Provided text:
——
To identify diseases in maple trees, examine the bark for cankers and lesions, check for signs of girdling roots and analyze the tree to see if verticillium wilt is present. The difficulty of the identification process depends on numerous factors, including the visibility of the symptoms.
- Check for cankers on the bark
The most common maple tree diseases come from fungus that causes cankers on the bark. Pink and black lesions are a sign of nectria cinnabarina. Nectria galligena can be identified by bark that looks like split and peeled paper. Eutypella looks similar to nectria galligena; however, it is thicker and more difficult to peel. Valsa cankers look like white or gray warts and grow in shallow recessions on young trees and branches. Steganosporium cankers look like a brittle, black layer covering previously diseased bark. Young maple trees may be affected by cryptosporiopsis cankers, which look as if the bark has been forcefully pushed into the trunk. Bleeding bark looks wet and may also peel. Rotting wood and bark at the base of the tree is often a sign of basal cankers.
- Look for girdling on the roots
Girdling roots are twisted and not able to deliver water and nutrients to the tree. Signs of girdling include a decrease in leaf size and brown borders surrounding the leaves. The limbs may also die completely.
- Check for signs of verticillium wilt
Verticillium wilt occurs when fungus enters the root system. Signs of verticillium wilt include fading yellow, brown or green leaves and wilting branches. This often occurs on one side of the tree.
——
Dataset records:
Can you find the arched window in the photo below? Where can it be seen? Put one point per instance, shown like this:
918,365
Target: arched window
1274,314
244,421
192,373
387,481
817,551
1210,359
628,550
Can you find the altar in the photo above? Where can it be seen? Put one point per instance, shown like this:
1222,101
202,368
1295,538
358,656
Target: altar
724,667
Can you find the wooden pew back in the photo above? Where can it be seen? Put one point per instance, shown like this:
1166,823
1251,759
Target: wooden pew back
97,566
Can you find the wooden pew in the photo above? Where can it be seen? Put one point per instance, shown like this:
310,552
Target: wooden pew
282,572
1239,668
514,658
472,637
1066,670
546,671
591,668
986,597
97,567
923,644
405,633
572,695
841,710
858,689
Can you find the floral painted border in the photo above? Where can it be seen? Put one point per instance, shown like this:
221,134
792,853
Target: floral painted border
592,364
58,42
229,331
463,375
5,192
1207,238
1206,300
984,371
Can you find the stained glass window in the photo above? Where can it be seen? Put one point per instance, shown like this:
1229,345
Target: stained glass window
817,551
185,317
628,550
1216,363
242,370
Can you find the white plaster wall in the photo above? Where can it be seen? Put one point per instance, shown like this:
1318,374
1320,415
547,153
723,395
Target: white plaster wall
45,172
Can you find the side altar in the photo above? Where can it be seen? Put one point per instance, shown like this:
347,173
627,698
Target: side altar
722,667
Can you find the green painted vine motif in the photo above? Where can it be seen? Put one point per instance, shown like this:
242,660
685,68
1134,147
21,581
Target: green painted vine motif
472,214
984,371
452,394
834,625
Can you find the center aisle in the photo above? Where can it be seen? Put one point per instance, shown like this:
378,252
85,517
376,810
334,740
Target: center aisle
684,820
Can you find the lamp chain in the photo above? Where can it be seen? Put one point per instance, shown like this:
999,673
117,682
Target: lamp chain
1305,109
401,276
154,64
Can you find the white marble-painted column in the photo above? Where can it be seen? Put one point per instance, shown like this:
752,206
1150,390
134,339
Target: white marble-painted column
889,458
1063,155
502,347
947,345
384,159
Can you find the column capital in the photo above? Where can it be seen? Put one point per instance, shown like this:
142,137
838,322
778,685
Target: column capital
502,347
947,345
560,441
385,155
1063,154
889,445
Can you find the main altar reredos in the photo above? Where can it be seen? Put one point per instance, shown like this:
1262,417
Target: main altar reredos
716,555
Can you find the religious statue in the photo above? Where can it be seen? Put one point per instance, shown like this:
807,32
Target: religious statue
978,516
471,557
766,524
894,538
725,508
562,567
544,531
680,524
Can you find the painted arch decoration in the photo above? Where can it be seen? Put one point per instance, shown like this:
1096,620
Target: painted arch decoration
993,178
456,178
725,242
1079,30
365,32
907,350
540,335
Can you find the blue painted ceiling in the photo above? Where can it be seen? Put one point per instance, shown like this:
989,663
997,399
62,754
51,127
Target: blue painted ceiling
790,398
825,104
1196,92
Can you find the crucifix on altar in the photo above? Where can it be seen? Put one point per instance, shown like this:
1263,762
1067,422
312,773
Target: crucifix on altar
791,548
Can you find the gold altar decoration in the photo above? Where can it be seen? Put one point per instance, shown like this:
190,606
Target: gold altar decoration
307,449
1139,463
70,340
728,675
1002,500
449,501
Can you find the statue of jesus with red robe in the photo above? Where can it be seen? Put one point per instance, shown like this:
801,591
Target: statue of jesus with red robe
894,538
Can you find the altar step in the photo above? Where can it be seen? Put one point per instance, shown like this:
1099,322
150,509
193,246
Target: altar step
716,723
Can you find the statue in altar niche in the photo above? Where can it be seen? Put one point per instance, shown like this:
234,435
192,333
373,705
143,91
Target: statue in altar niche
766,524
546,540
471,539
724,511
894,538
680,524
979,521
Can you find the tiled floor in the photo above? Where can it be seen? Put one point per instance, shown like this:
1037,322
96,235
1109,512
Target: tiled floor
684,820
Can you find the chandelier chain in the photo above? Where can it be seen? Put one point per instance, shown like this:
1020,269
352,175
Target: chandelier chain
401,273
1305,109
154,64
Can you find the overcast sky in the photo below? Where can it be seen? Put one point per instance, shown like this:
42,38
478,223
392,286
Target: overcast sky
——
Action item:
Answer these from the maple tree disease text:
(a) What do pink and black lesions on the bark point to?
(b) What are girdling roots unable to deliver to the tree?
(c) Where does the fungus that causes verticillium wilt get in?
The rows have nothing to do with this.

Exercise response:
(a) Nectria cinnabarina
(b) Water and nutrients
(c) The root system